### DATASET EXTRACT
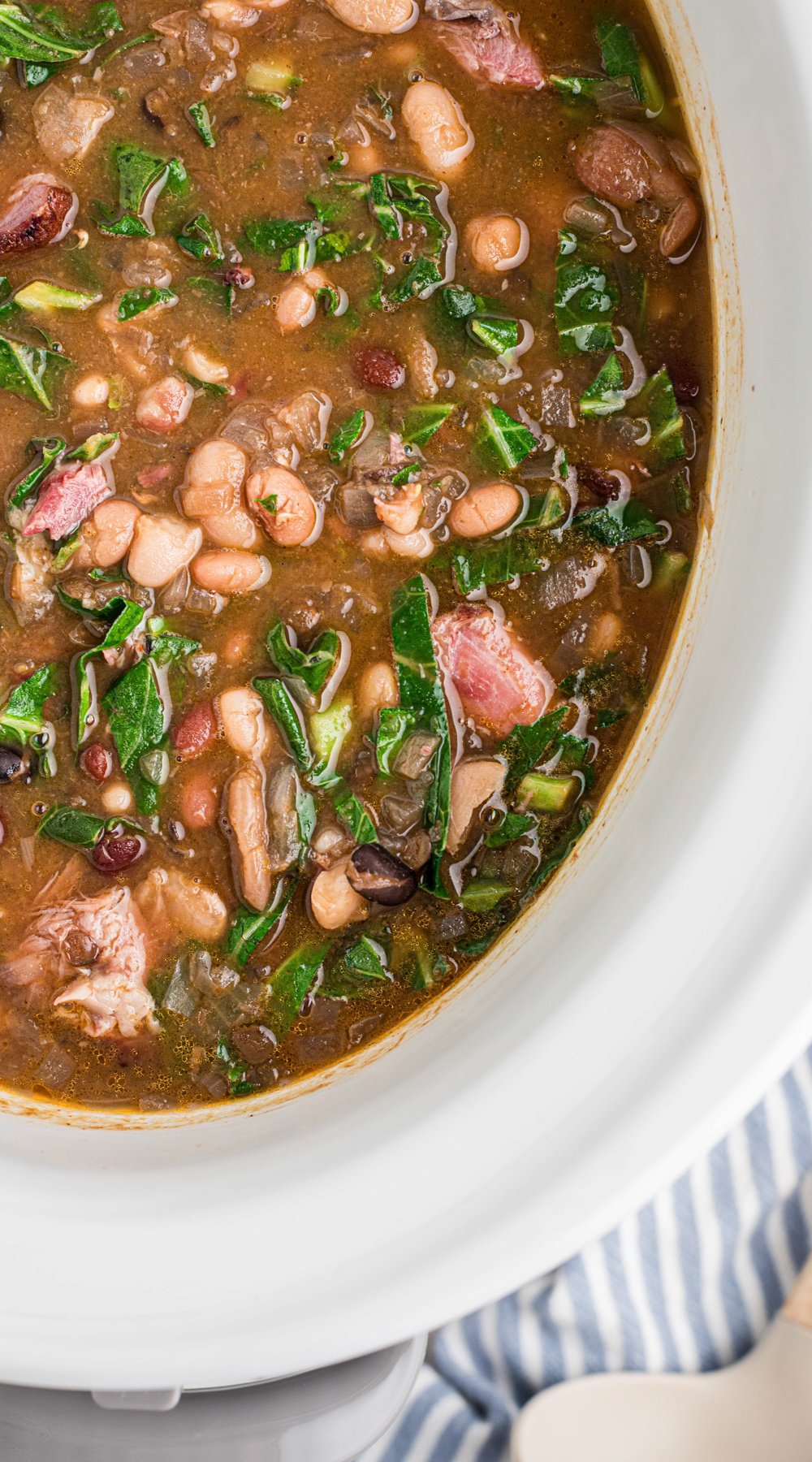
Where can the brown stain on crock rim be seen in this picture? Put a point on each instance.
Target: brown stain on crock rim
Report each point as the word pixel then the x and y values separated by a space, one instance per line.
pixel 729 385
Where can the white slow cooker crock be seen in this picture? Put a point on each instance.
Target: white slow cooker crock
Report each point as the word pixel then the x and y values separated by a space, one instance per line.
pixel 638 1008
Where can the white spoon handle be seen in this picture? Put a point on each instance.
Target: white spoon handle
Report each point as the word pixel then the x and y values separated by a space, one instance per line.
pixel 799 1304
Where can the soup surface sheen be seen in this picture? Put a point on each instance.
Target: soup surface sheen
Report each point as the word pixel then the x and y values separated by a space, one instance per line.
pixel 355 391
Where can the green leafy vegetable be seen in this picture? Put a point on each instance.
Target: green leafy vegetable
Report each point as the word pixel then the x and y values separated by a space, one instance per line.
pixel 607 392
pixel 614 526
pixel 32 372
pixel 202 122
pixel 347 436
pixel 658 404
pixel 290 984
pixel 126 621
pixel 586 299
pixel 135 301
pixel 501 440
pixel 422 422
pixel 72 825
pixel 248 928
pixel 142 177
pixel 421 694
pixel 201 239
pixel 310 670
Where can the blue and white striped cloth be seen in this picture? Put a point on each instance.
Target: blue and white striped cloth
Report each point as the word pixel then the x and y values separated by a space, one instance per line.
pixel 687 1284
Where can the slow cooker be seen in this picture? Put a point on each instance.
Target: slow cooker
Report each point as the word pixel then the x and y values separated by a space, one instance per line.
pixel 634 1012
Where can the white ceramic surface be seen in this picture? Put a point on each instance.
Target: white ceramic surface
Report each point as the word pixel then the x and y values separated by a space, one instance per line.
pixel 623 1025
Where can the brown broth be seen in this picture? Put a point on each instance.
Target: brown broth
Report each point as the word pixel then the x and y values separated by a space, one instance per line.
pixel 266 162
######
### DATASET EXTRACT
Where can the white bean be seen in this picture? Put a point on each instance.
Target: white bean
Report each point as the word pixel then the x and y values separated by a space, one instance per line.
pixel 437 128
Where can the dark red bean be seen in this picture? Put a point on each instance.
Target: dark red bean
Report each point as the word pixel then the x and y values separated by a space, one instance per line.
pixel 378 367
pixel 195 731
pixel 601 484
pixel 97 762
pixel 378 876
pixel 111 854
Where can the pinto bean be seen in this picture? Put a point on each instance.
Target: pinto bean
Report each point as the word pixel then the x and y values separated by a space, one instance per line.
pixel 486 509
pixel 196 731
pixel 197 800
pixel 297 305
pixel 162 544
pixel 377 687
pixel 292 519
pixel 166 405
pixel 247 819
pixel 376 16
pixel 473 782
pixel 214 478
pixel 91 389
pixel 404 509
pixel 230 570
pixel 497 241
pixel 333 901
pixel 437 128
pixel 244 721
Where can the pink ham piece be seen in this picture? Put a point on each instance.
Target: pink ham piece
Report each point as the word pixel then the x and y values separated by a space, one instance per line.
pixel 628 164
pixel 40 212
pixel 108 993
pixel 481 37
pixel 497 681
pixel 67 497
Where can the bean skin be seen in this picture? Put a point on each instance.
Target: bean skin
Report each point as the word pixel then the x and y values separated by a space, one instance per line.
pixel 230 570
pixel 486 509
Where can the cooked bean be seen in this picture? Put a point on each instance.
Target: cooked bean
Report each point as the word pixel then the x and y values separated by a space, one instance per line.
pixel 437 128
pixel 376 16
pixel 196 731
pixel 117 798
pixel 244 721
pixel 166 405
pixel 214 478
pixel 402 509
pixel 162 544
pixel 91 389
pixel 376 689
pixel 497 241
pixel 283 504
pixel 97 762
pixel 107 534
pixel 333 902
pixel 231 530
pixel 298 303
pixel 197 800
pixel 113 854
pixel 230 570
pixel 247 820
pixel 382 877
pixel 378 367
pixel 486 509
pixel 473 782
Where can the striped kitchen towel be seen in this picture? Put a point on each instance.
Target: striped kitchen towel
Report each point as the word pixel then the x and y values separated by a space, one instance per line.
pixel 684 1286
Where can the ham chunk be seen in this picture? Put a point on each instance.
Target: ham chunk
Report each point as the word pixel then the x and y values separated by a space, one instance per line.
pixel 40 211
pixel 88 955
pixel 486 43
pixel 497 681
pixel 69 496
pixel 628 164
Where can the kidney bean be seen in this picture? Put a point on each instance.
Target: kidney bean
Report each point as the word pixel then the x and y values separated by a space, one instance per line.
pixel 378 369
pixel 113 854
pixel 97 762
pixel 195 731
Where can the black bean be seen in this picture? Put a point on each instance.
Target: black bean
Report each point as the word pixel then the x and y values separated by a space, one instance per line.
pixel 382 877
######
Quote the data above word for word, starting at the line that contains "Where can the brown stain" and ending at the line that contains "pixel 687 1284", both lines included.

● **EXERCISE ANSWER**
Where can the brown stain on crock rim be seen in this picture? Put a point on each instance.
Target: brown stain on crock rim
Report each point as the word pixel then the x and y values separated by a space, one instance per line.
pixel 729 385
Where can the white slow cooker crock be seen in this picture? Put a point on each instance.
Target: white slow cooker crock
Report each point as the word pixel then the x and y values separated by a space, one instance per line.
pixel 638 1008
Where can the white spoon handle be seen in this picture? Put a point on each instance.
Target: white spoon handle
Report each point as the word pixel then the x and y values separated by a space, one instance per line.
pixel 799 1304
Where can the soup surface sheen be seen in this picture? Put a point on each instance.
Target: soup surface sheen
Report each point as the word pixel then the x and y values separated by a space, one instance per line.
pixel 355 391
Where can the green leafy vegetable be seen in this picture? Put a point on each instance.
Target: green leafy vegetable
Report each point as the word pixel then the x and y values separated by a space, one instance per line.
pixel 607 392
pixel 614 526
pixel 32 372
pixel 202 122
pixel 347 436
pixel 658 404
pixel 290 984
pixel 126 621
pixel 586 299
pixel 135 301
pixel 501 440
pixel 422 422
pixel 72 825
pixel 248 928
pixel 142 177
pixel 421 694
pixel 201 239
pixel 310 670
Where can the blue and white striped cloth be seen in this picture? Put a point on each instance.
Target: blue and white striped cloth
Report each point as the word pixel then the x and y values separated by a space, one instance per line.
pixel 687 1284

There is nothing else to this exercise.